On September 28th, I was honored to speak before 2,400 people at the Women’s Foundation of Colorado’s annual luncheon. I was there with my accomplished daughter Caroline, to announce the relaunch of Dads for Daughters, a charitable program that is near and dear to my heart. Dads for Daughters connects supportive dads, granddads, uncles, brothers, and all men together to advance and accelerate economic opportunities for Colorado’s women and their families.
The idea for Dads for Daughters was born in 2009 when I was still serving as a board member for the Women’s Foundation, as well as chairman of the organization’s investment committee. At the time, I was one of only two men on a 25-member board and a few of us thought that starting a community of giving where men could donate in honor of their daughters might entice more men to get involved in the Foundation. If more men became Foundation donors through Dads for Daughters, we reasoned, then that would also potentially spark an interest in men joining the board, because they would want to see first-hand how their money was being allocated.
While we were able to raise $125,000 initially, we were plagued by bad timing.

Parts of the exercise:
a: In the passage on Dads for Daughters, which groups of men does the program say it connects?
b: Could you continue the passage about Dads for Daughters from where it stops?

Data records:
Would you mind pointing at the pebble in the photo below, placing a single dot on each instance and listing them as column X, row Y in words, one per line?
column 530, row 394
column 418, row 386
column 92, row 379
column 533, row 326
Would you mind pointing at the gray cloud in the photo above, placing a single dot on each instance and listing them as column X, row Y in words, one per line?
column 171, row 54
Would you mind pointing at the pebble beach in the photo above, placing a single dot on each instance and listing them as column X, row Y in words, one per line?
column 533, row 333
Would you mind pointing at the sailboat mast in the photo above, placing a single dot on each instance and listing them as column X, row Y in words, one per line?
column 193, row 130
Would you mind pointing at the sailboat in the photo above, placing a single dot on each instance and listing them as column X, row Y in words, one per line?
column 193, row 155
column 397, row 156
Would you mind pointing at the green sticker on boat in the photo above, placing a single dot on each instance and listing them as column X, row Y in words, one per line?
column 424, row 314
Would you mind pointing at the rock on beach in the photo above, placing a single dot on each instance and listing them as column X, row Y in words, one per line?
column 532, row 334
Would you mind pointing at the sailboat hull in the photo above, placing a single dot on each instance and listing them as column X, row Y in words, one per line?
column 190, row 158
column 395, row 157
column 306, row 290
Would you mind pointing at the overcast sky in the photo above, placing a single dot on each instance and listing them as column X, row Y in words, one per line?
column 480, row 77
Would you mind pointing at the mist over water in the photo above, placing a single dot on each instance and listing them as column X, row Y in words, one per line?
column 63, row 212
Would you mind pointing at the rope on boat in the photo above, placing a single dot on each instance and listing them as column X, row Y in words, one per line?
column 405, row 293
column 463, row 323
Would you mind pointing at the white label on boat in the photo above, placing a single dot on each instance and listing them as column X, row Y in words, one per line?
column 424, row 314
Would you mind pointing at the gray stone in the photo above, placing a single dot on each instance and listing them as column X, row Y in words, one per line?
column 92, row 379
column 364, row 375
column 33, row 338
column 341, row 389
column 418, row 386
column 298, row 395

Outputs by task:
a: Supportive dads, granddads, uncles, brothers, and all men.

b:
The financial crisis hit shortly after we launched Dads for Daughters and the board’s focus shifted toward protecting the Foundation’s endowment. My term on the board ended in 2012 and I didn’t think much about Dads for Daughters until I had lunch with the Foundation’s President and CEO Lauren Casteel last year. I suggested reviving the long dormant program, since it made more sense now given Colorado’s strong economy.
Another driving factor for me was Caroline, who since the program was initially launched, had graduated from college, worked six years in the highly competitive world of Hollywood and had started graduate school with the aim of becoming a family therapist. I was really proud of what my daughter had accomplished and wanted to do something in her honor.
The more I talked with the Foundation about Dads for Daughters, the more excited I got about it. I recruited my good friend John Ikard, former CEO and Chairman of FirstBank Holdings and the Foundation drafted Vijay Kotte, Chief Value Officer of DaVita Medical Group to serve as co-leaders of the effort to relaunch the program. The Foundation’s annual luncheon was our official coming out party and I am proud to say that we’ve already raised $115,000.
If we could reach at least a million in funding over the next couple of years, that would allow us to dedicate approximately $50,000 a year to support Dads for Daughters long term. To build a strong community around this effort, I envision hosting annual gatherings where donors’ daughters and the leadership of the Foundation could network and potentially share ideas for specific causes that need support. This would also allow us to get our daughters involved on the ground floor and teach them about philanthropy.
I think men really have an obligation to step it up and do a much better job when it comes to supporting women. Hopefully, Dads for Daughters can serve as a positive example and help women in Colorado reach their full potential.